## What to work on:
Repeat the whole listing exactly, leaving nothing out.

## Data for this task:
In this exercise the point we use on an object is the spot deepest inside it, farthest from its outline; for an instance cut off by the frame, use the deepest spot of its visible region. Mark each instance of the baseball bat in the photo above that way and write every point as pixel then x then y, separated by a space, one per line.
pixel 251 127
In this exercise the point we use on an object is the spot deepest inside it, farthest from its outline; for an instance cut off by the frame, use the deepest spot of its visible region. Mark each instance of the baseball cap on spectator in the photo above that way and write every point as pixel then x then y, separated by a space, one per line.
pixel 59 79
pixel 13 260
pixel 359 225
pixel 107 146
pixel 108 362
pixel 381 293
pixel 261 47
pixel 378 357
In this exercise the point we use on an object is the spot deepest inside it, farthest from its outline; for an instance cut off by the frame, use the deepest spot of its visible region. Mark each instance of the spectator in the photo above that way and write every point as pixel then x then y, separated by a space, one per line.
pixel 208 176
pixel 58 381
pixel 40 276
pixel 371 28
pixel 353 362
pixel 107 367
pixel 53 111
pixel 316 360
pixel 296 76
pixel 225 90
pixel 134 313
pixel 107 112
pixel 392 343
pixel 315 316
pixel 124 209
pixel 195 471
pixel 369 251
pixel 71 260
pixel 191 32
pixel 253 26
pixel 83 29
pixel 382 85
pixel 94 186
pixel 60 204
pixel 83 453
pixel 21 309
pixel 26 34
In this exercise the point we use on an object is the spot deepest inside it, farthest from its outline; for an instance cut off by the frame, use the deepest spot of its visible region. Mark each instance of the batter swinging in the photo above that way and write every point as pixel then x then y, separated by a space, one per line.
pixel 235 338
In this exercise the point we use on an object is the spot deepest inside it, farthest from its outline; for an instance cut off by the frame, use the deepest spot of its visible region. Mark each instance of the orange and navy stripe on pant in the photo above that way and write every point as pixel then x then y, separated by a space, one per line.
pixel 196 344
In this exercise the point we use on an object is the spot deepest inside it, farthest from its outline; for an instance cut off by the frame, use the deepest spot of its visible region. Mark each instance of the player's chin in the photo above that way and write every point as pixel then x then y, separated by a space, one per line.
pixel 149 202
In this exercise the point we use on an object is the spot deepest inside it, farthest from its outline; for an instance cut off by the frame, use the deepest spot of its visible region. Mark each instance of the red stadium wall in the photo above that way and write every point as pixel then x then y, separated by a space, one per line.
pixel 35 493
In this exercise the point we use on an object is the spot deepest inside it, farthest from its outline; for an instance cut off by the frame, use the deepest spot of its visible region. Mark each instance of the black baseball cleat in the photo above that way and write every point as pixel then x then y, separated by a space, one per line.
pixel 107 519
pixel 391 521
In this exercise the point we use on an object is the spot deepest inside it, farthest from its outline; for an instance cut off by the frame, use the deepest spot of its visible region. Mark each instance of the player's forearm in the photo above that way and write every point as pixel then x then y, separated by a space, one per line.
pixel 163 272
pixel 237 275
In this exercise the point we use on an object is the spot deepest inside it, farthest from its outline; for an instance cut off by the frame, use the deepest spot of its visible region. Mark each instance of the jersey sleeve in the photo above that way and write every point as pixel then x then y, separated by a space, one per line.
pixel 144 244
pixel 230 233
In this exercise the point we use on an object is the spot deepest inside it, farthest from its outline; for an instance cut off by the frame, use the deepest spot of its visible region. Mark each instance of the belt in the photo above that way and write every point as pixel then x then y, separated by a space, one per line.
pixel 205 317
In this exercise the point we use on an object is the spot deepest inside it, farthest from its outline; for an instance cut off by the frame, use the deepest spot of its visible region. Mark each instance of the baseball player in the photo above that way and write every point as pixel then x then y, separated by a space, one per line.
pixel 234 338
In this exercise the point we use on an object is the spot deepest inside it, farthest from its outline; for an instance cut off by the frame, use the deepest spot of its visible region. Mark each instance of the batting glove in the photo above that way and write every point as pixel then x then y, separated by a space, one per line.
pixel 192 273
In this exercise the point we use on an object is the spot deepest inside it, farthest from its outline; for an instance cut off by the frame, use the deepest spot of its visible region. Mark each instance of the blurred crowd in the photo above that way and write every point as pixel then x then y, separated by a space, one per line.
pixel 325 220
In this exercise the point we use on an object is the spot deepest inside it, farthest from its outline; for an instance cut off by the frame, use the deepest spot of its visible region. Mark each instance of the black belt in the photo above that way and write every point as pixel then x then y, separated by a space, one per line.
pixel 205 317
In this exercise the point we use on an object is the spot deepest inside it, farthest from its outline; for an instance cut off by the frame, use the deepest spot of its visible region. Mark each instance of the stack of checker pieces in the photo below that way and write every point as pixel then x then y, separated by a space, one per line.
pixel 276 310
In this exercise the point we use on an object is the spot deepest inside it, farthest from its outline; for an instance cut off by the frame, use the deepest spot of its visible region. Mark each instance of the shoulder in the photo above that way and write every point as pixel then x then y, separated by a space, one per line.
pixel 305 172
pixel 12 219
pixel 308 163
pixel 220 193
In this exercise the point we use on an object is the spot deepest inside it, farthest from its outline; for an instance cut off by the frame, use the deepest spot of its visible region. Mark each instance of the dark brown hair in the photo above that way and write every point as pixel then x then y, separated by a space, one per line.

## Response area:
In this exercise the point we use on an object is the spot deepest inside it, farthest from its outline; for an instance cut off by the frame, use the deepest spot of its visible region. Mark each instance of the baseball bat in the photo above that way and write every point as pixel then x then y, separated by a space, one per line.
pixel 251 127
In this exercise the point we use on an object is the spot deepest inside it, farthest from its outline; for an instance cut off by the frame, use the deepest spot of its visible region. Mark each instance of the baseball cap on spectator in the photo above that way and write every point as pixel then x then y, separated by a space, one per line.
pixel 59 79
pixel 13 260
pixel 359 225
pixel 107 146
pixel 108 362
pixel 381 293
pixel 261 47
pixel 378 357
In this exercise the point we use on an object is the spot deepest inside it, farthest from its outline; for an instance cut off by the frame, use the deepest spot of its visible region. Mark each instance of the spectator in the photo above that way and write every point as pixel then x then y, separated by a space, one per line.
pixel 208 176
pixel 58 381
pixel 40 276
pixel 371 28
pixel 353 362
pixel 107 367
pixel 53 111
pixel 316 360
pixel 296 76
pixel 225 90
pixel 134 313
pixel 107 112
pixel 392 343
pixel 315 316
pixel 124 209
pixel 195 471
pixel 369 251
pixel 71 260
pixel 191 32
pixel 253 26
pixel 83 29
pixel 382 85
pixel 94 186
pixel 60 204
pixel 83 453
pixel 21 309
pixel 26 34
In this exercise the point we use on an object is the spot deepest inside it, farthest from its outline; for an instance cut off by the frame, use the deepest spot of its visible region. Mark each instance of the batter swinging in the photo above that way and write every point as pixel then x then y, separated by a space, one per line.
pixel 235 338
In this exercise the point we use on an object is the spot deepest inside it, farthest from its outline; for an instance cut off by the frame, use the deepest spot of its visible region. Mark each instance of the orange and navy stripe on pant in the photo above that way and write every point as pixel then x then y, separated by a space, one per line.
pixel 196 344
In this exercise the point we use on an object is the spot deepest inside it, farthest from its outline; for an instance cut off by the frame, use the deepest spot of its visible region. Mark each instance of the player's chin in the photo above that way and write every point as pixel then x then y, separated by a space, one per line.
pixel 149 202
In this exercise the point we use on an object is the spot deepest inside it, farthest from its outline; for an instance cut off by the frame, use the deepest spot of its visible region. Mark each instance of the red stadium wall in the photo above that way and write every point as pixel then x then y, separated by a space, one per line.
pixel 35 493
In this exercise the point we use on an object is the spot deepest inside it, farthest from its outline; for an instance cut off by the frame, use the deepest spot of its visible region. Mark each instance of the black baseball cleat in the photo above that way and write every point as pixel then x then y, separated by a space, one per line.
pixel 107 519
pixel 391 521
In this exercise the point we use on an object is the spot deepest inside it, farthest from its outline; for an instance cut off by the frame, use the deepest spot of its visible region. Mark each instance of the player's forearm in the photo above that way and write every point as pixel then x then y, separated by a space, one per line.
pixel 163 272
pixel 237 275
In this exercise the point we use on an object is the spot deepest inside it, farthest from its outline; for an instance cut off by the frame, use the deepest spot of its visible region. Mark each instance of the jersey sleeve in the photo above that way and write every point as pixel then x then y, separated by a space, one per line.
pixel 144 244
pixel 230 233
In this exercise the point we use on an object is the spot deepest inside it, farthest from its outline; for an instance cut off by the frame, use the deepest spot of its visible region. Mark each instance of the belt in the photo above that way and write every point as pixel then x then y, separated by a space, one per line.
pixel 205 317
In this exercise the point we use on an object is the spot deepest inside it, farthest from its outline; for an instance cut off by the frame, use the deepest spot of its visible region. Mark each instance of the baseball player in the photo above that way and write every point as pixel then x then y, separated by a space, one per line.
pixel 234 338
In this exercise the point we use on an object is the spot deepest inside it, farthest from its outline; for an instance cut off by the frame, use the deepest spot of its visible region. Mark each instance of the batting glove in the photo above that way and write every point as pixel then x then y, separated by a space, one per line.
pixel 192 273
In this exercise the point we use on an object is the spot deepest inside it, farthest from its outline; for an instance cut off by the frame, use the deepest spot of its visible region. Mark each instance of the blurred crowd in the photo above that way and write every point as pixel then x then y, separated by a space, one per line.
pixel 325 220
In this exercise the point we use on an object is the spot deepest inside it, farthest from its outline; for an instance cut off by the frame, use the deepest spot of its visible region. Mark each instance of the black belt in the photo above that way and write every point as pixel then x then y, separated by a space, one per line.
pixel 205 317
In this exercise the point we use on an object is the spot deepest inside it, farthest from its outline; for an instance cut off by the frame, use the deepest spot of its visible region. Mark each instance of the stack of checker pieces in the photo below that way and write every point as pixel then x then y, separated by a space, one per line.
pixel 276 310
In this exercise the point we use on an object is the spot deepest inside it, farthest from its outline; for an instance cut off by the frame, use the deepest spot of its visible region. Mark each instance of the shoulder in the photo above that way and write every point as pixel then x then y, separated by a space, one per line.
pixel 305 172
pixel 12 219
pixel 308 163
pixel 220 193
In this exercise the point we use on an object is the spot deepest inside it, farthest from its outline; for an instance cut off by the frame, use the deepest spot of its visible region. Mark each instance of the dark brown hair in the photo above that way and write every point as pixel then x then y, separated by a space, one per line.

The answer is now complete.